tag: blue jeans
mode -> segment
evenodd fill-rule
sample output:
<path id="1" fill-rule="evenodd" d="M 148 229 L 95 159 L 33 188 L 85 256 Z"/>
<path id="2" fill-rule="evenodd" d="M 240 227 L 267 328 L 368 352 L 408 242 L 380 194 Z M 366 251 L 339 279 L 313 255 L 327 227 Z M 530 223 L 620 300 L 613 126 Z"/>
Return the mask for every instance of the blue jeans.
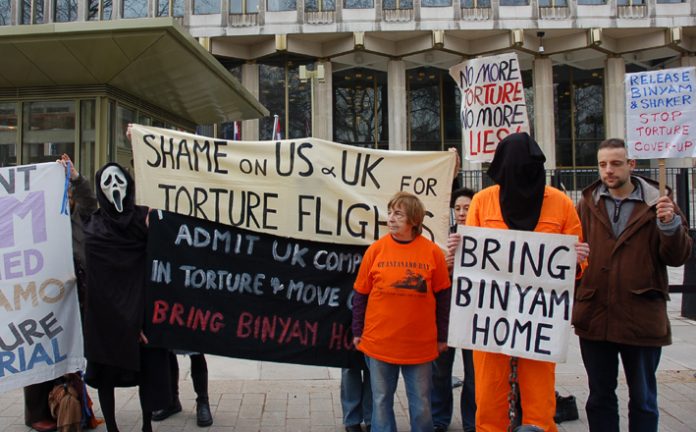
____
TASK GOAL: Repeat the data exactly. Pictures should not appear.

RESPONSE BOX:
tag: blue jeans
mode -> segment
evenodd fill-rule
sample output:
<path id="1" fill-rule="evenodd" d="M 148 229 L 95 159 L 33 188 L 85 256 Z"/>
<path id="2" fill-rule="evenodd" d="M 240 227 L 267 328 L 368 352 L 408 242 L 380 194 Z M 366 251 L 339 279 L 313 255 L 327 227 Z M 530 223 L 620 300 L 613 126 Z"/>
Return the mask for every instance of the blue jeans.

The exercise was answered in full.